EXERCISE OBJECTIVE: Would you restate all the data that follows, word for word?
++++
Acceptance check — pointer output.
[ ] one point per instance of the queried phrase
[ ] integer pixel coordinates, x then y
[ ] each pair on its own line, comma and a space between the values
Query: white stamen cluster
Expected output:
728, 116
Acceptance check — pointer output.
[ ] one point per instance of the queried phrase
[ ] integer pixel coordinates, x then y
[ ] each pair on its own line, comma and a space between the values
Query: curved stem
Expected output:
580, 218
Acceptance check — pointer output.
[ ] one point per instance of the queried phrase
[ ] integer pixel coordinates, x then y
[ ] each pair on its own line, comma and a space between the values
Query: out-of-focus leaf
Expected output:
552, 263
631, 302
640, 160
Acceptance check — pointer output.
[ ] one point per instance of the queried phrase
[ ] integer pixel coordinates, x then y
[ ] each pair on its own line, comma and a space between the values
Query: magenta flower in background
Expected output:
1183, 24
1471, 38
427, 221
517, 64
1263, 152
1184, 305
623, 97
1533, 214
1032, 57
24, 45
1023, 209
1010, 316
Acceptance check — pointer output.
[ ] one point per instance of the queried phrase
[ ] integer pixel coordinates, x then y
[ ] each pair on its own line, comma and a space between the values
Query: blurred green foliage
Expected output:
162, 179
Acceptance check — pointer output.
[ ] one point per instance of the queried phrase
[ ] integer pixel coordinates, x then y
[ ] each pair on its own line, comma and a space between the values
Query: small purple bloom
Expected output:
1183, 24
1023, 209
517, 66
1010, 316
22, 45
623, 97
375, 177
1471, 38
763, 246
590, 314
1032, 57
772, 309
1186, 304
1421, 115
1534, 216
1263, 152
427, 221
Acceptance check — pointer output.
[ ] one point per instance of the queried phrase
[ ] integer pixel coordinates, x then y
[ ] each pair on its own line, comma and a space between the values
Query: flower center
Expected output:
++++
THE RESPONSE:
Acceptance check — pointer output.
[ ] one point per instance of the queried phrase
[ ] integer pixel coordinates, x then y
[ ] each pair on its own line, comma and a space between the values
Query: white stamen cluster
Expected output:
728, 116
Acceptance check — pointer output.
[ ] one point per instance of the queried phrase
[ ] integer pixel coordinates, x then y
[ ] each pair on its own line, comma and a space between the values
Query: curved stem
Expected output:
580, 218
Acceptance check — pointer output.
[ ] one point per instance of the queried phrase
[ ] integer pixel coordinates, x then y
[ ] each pair on its own line, comma and a space between the values
Query: out-of-focus leaf
Expected output:
552, 263
631, 302
640, 160
Acceptance check — pointer output.
[ ] one point per instance of the queried phrase
[ ] integer pixel coordinates, x then y
[ ] each pair on its own line, comma and a space between the values
Query: magenta flower in background
Expected output:
1183, 24
1471, 38
427, 221
517, 64
1263, 152
1184, 305
623, 97
1533, 214
1032, 57
24, 45
1023, 209
1010, 316
Acceptance check — pointer output.
[ ] one point per instance of the queried phrase
[ ] integer pixel coordinates, x then y
[ ] each pair on its own line, comma and a space between the values
Query: blurred green foliage
Expected output:
162, 179
Acceptance check — pointer output.
[ ] one point per instance of the queried phrase
[ ] integer pixel coordinates, x then y
[ ] each pair on its own line, comma and a space between the values
Query: small purple bloom
Expected output:
1183, 24
1023, 209
517, 66
1010, 316
22, 45
623, 97
375, 177
1471, 38
763, 246
590, 314
1032, 57
772, 309
1186, 304
1421, 115
1534, 216
1263, 152
427, 221
Acceptance check — pointer output.
[ ] one point per instance of the queried phrase
[ ] integer pixel coordinates, x then y
[ ] each pair on its own line, comma and a space between the values
Query: flower center
Expected output:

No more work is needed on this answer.